Do this:
Would you transcribe the listing that follows, character for character, and omit its images?

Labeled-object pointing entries
● ● ● ●

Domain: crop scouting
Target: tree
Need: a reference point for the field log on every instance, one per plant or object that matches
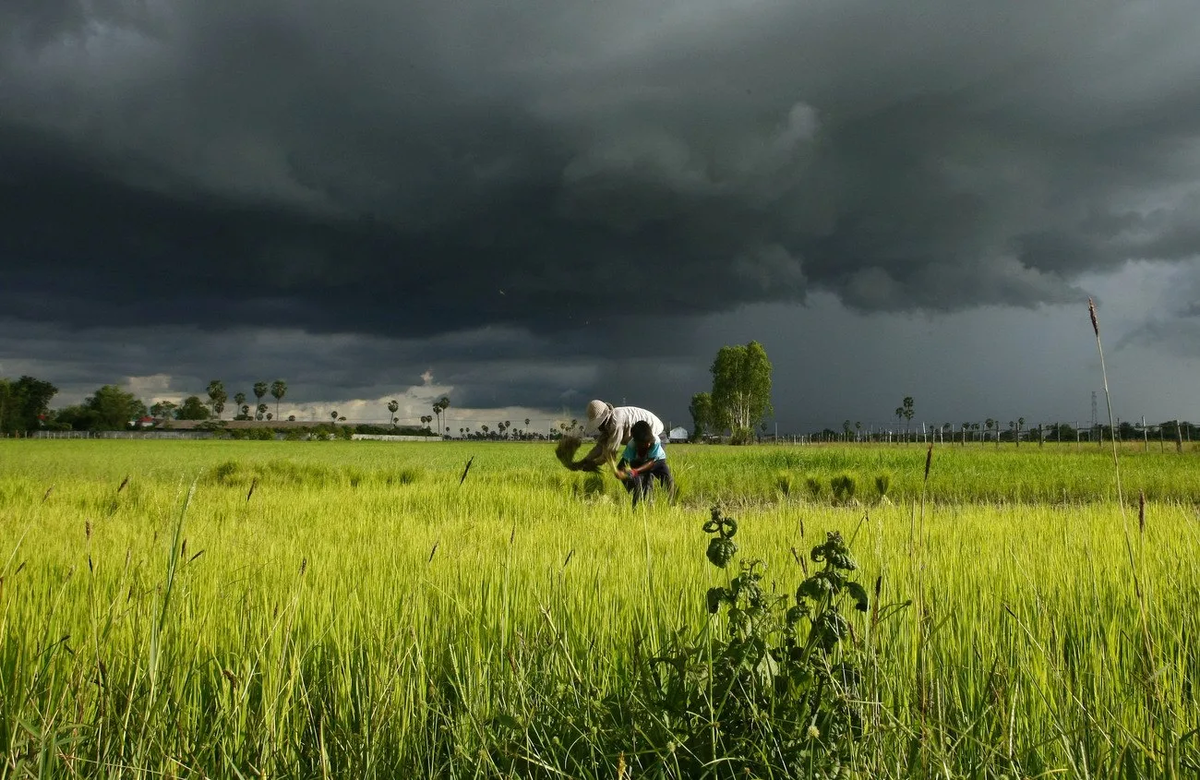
(112, 408)
(701, 411)
(907, 403)
(192, 408)
(441, 406)
(279, 389)
(24, 403)
(163, 409)
(217, 396)
(741, 395)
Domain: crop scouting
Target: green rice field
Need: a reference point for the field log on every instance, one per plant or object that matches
(221, 609)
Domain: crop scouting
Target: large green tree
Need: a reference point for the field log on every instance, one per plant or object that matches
(741, 391)
(279, 389)
(192, 408)
(113, 408)
(24, 403)
(701, 409)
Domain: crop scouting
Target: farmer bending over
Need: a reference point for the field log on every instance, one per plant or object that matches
(643, 461)
(615, 426)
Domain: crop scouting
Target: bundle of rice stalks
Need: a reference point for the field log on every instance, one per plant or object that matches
(565, 451)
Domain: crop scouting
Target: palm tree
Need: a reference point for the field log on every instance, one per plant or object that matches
(217, 396)
(279, 389)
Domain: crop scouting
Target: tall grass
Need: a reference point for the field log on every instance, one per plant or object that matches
(346, 621)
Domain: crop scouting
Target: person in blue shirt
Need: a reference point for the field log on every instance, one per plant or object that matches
(642, 461)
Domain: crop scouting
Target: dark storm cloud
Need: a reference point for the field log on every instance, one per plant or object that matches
(415, 168)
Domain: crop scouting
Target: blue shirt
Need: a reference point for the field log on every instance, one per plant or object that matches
(655, 453)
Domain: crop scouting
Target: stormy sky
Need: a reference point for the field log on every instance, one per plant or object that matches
(528, 204)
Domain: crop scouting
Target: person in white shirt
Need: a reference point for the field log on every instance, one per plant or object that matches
(615, 429)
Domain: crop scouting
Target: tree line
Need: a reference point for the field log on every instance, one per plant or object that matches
(25, 407)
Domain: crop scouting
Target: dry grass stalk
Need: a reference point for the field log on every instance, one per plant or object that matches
(565, 451)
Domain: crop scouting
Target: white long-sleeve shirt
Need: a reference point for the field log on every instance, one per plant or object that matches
(619, 430)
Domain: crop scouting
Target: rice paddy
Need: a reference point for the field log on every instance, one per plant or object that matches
(349, 609)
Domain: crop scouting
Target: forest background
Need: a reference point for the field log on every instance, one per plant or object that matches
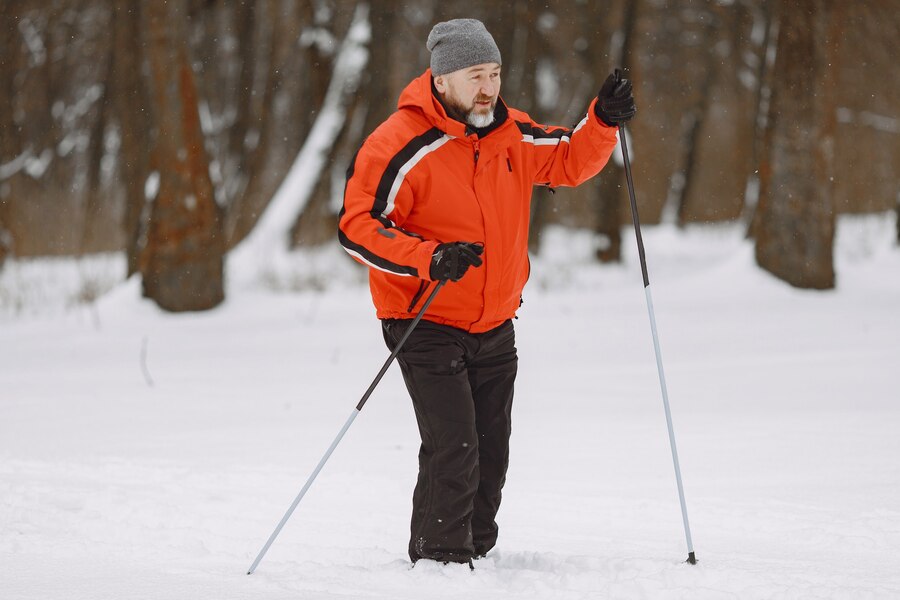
(165, 129)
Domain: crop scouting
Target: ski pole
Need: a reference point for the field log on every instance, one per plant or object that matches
(692, 559)
(344, 429)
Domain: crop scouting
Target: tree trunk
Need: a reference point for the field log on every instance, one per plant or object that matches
(130, 105)
(796, 222)
(182, 264)
(608, 200)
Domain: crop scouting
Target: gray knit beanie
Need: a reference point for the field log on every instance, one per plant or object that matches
(459, 44)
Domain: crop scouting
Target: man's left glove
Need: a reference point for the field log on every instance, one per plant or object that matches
(615, 102)
(452, 260)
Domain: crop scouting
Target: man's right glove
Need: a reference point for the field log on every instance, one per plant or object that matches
(615, 102)
(453, 259)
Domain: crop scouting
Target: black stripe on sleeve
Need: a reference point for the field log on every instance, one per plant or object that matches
(541, 133)
(396, 163)
(374, 259)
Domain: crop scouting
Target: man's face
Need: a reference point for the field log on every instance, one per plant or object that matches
(471, 93)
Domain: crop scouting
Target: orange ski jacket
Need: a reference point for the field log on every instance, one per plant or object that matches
(422, 178)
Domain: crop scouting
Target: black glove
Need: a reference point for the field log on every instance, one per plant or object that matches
(452, 260)
(615, 103)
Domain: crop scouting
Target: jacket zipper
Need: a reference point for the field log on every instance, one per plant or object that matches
(422, 286)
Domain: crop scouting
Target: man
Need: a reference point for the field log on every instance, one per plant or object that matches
(441, 191)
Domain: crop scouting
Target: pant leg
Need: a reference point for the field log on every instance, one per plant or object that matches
(492, 374)
(433, 362)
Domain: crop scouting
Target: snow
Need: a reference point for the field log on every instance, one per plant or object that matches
(784, 404)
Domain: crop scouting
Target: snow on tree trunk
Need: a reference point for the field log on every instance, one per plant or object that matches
(796, 216)
(182, 262)
(267, 246)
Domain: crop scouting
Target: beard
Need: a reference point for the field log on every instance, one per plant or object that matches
(471, 115)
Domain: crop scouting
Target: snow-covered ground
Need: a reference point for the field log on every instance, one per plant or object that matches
(149, 455)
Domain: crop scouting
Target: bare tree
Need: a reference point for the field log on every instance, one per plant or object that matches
(129, 91)
(796, 216)
(182, 262)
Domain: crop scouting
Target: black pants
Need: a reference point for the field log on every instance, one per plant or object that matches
(461, 385)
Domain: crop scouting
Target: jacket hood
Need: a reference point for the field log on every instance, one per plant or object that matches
(418, 96)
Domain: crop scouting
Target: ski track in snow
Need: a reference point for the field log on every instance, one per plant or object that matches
(784, 404)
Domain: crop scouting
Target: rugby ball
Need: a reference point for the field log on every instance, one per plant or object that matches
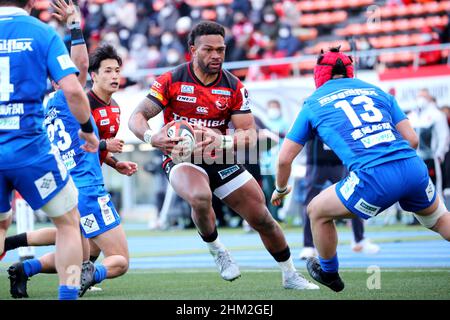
(184, 148)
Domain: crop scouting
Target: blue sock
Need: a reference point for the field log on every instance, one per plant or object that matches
(32, 267)
(100, 273)
(68, 293)
(329, 265)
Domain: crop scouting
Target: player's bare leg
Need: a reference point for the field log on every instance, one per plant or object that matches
(68, 255)
(113, 244)
(94, 251)
(437, 218)
(193, 186)
(4, 225)
(322, 211)
(249, 202)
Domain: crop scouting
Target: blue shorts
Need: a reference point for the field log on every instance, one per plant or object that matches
(367, 192)
(37, 183)
(97, 212)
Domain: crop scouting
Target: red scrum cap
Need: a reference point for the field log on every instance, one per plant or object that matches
(332, 63)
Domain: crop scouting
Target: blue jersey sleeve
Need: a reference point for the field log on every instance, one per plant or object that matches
(58, 59)
(301, 130)
(397, 113)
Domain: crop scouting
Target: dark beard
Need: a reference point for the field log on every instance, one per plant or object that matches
(206, 69)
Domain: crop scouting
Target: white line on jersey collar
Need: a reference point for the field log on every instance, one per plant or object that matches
(12, 11)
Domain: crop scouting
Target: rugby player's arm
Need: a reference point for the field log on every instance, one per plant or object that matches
(245, 130)
(80, 58)
(406, 130)
(76, 98)
(289, 150)
(138, 122)
(110, 160)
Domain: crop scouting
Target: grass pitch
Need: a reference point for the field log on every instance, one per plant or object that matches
(255, 284)
(206, 284)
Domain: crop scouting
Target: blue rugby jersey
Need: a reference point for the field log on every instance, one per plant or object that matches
(356, 120)
(62, 129)
(30, 51)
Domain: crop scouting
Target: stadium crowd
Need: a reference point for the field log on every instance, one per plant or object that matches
(153, 33)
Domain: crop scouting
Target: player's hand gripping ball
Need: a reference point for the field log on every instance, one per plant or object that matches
(183, 150)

● ● ● ●

Problem solution:
Domain: crop scouting
Target: tree
Need: a reference point for the field log on every instance, one per plant or object that matches
(112, 408)
(701, 411)
(907, 403)
(192, 408)
(441, 406)
(279, 389)
(24, 403)
(163, 409)
(217, 396)
(741, 395)
Domain: crop scouting
Target: green rice field
Need: a reference point for the field log on every instance, one per plant or object that matches
(221, 609)
Domain: crop scouting
Target: large green tree
Need: a reference point for the field log on every instance, one per plant or object that matches
(741, 391)
(279, 389)
(192, 408)
(113, 408)
(24, 403)
(701, 409)
Domain: crop scouting
Target: farmer bending over
Need: a reference point for the field log on every instance, one per plant or object that matches
(643, 461)
(615, 426)
Domain: crop scouting
Target: bundle of rice stalks
Need: a reference point for the field log on every instance, one per plant or object that matches
(565, 451)
Domain: crop scouting
Target: palm tree
Need: a reference point for the field log on every instance, one per plant or object that matches
(217, 396)
(279, 389)
Domain: crop scouting
Target: tall grass
Need: a reference point for the field log on every instance, one per plant or object that matches
(346, 621)
Domain: crop scouting
Target: person in blue shirt
Need: a reference point for the field log on every instance, one per plant or object that matches
(642, 461)
Domain: crop scouting
Target: dark storm cloud
Need: a reference point for the field log on every instance, one per plant or object that matches
(415, 168)
Domain: crop scouting
Target: blue shirt
Need: a reference point for the field log on every instance, one per plant or object that matches
(655, 453)
Domain: crop scouting
Target: stormy sky
Need: a reference point for the field log on every instance, one per plant or object that matches
(528, 204)
Domain: crop scouting
Target: person in white shirt
Need: a reference point for the field log on every instance, one per plant or object that matches
(615, 429)
Domain: crop scouting
Target: tree line
Need: a reference point for the field log on every instance, one per plant or object that matches
(25, 407)
Domain: crop scouting
Target: dry grass stalk
Need: a reference point for the field log on every instance, one per plant or object that matches
(565, 451)
Domain: crop scouting
Target: white long-sleeve shirt
Need: a reference point for the field log on every instance, one per plant or object that matches
(619, 430)
Domain: crop scouting
Target: rice paddy
Need: a reference point for the field log on every instance, one per plant or object that matches
(349, 609)
Domain: crop scouting
Target: forest background
Need: a reference point for the field log on every instance, one per plant or object that matches
(165, 129)
Domain: crop scouting
Target: ski pole
Need: a reference point for the field log on every instance, one per plant or object that matches
(692, 559)
(344, 429)
Domain: crop scouting
Target: tree trunk
Need: a reference point for the field log on every instance, one per plant or object that matches
(130, 105)
(796, 222)
(182, 264)
(608, 200)
Domain: crop scouting
Target: gray knit beanie
Need: a reference point for the field log on every instance, one per plant or object that matches
(459, 44)
Domain: crop scouting
Target: man's left glove
Need: a reference point for the field log on every instance, one per plant or object that matches
(615, 102)
(452, 260)
Domain: crop scouting
Target: man's right glove
Need: a reference point for the field log on every instance, one per plant or object that matches
(615, 102)
(453, 259)
Domain: crop scouting
Target: black stripe on sleeve
Need: a reference point for the field log on every instance, one per plant or object that matches
(541, 133)
(396, 163)
(374, 259)
Domain: crop scouting
Target: man's face
Need: a reference point for the field log on every instance, one per plant or object that matches
(471, 93)
Domain: crop scouting
Target: orange ski jacket
Need: a reference point for the field log on every instance, one per plant or object that matches
(422, 178)
Domain: crop scouting
Target: black glove
Need: a reference point for the field log on every instance, one per plant or object that matches
(452, 260)
(615, 103)
Domain: crop scouting
Target: jacket zipper
Need: a reference point for the field log on every instance, one per plant or object that matches
(422, 286)
Domain: crop scouting
Target: man
Need: a reference point for the field log on every instance, one per plant or object that matches
(441, 191)
Domain: crop scouting
Target: pant leg
Need: a reference point for the field log on every instance, one per plant or object that matches
(492, 374)
(433, 362)
Domain: crop scouting
Target: snow
Need: a reference point for the field log on every instance, one per plant or object that matches
(784, 404)
Domain: crop scouting
Target: snow on tree trunk
Need: a reference point for the field log on every instance, one per plant or object that matches
(796, 216)
(182, 262)
(267, 246)
Domain: crop scouting
Target: beard
Need: a reference point for the field log on every instance, one per plant or object that matches
(471, 115)
Domain: crop scouting
Target: snow-covered ground
Need: a reference point for the field log on every instance, one per plant or object that matches
(149, 455)
Domain: crop scouting
Target: bare tree
Need: a reference point for the field log on every instance, one per plant or object that matches
(129, 91)
(796, 216)
(182, 262)
Domain: crop scouting
Target: black pants
Need: a reference point for the field log on every instance, one per plant or object that matches
(461, 385)
Domain: crop scouting
Target: jacket hood
Need: a reference point for the field log on every instance, one per plant or object that matches
(418, 96)
Domain: crop scouting
Target: ski track in snow
Need: a reference point for the field log on every instance, one per plant or object that matches
(784, 404)
Domain: crop scouting
Target: rugby ball
Need: a reference point for the field log on every instance, one per plant or object that matches
(184, 148)
Domain: crop scouting
Target: blue sock
Need: a reference point for the field log on every instance, one per plant or object that matches
(32, 267)
(100, 273)
(68, 293)
(329, 265)
Domain: crop scouting
Target: player's bare leg
Need: a reference point for the field log on every instance, one per plant or object that matches
(68, 255)
(113, 244)
(94, 251)
(437, 218)
(193, 186)
(4, 225)
(322, 211)
(249, 202)
Domain: crop scouting
Target: blue shorts
Need: a reference point for the field log on every instance, one per plant or object that matches
(367, 192)
(37, 183)
(97, 212)
Domain: crop scouting
Target: red scrum cap
Need: a reference point for the field log on every instance, one per plant or object that matches
(332, 63)
Domain: crop scouting
Target: blue jersey sleeve
Need: a reference point for the field log on every instance, one per plant or object that matches
(58, 59)
(301, 130)
(397, 113)
Domain: crop scouting
Target: dark beard
Need: a reference point for the field log on every instance, one per plant or object that matches
(206, 69)
Domain: crop scouting
Target: white line on jersey collar
Need: a reference point for the field log on every instance, one per plant or object that matches
(12, 11)
Domain: crop scouting
Target: rugby player's arm
Need: a reference point for the field log on every instance, one per plant or object that matches
(245, 130)
(80, 58)
(406, 130)
(76, 98)
(289, 150)
(138, 122)
(110, 160)
Domain: crop scouting
Target: grass pitch
Need: a reference point for the field log on every instance, one per plant or object that matches
(255, 284)
(206, 284)
Domain: crop scouting
Target: blue rugby jersey
Need: a reference point for the field log on every instance, one per plant or object that matches
(356, 120)
(62, 129)
(30, 51)
Domain: crop scouting
Target: stadium crowd
Need: a reference point for the field log on every instance, one per plant or object that matches
(153, 33)
Domain: crop scouting
Target: player's hand gripping ball
Need: a reference point for the field log on every instance, one per plant or object that matches
(183, 150)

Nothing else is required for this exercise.